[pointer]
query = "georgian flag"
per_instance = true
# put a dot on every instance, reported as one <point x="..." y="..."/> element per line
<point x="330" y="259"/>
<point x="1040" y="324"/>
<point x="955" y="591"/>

--------------------------------

**Task instructions**
Set down every entry exactly as given.

**Task output**
[pointer]
query = "georgian flag"
per_instance = true
# put a dot on every instance, reported as one <point x="..." y="..."/> element per line
<point x="330" y="259"/>
<point x="1040" y="324"/>
<point x="955" y="591"/>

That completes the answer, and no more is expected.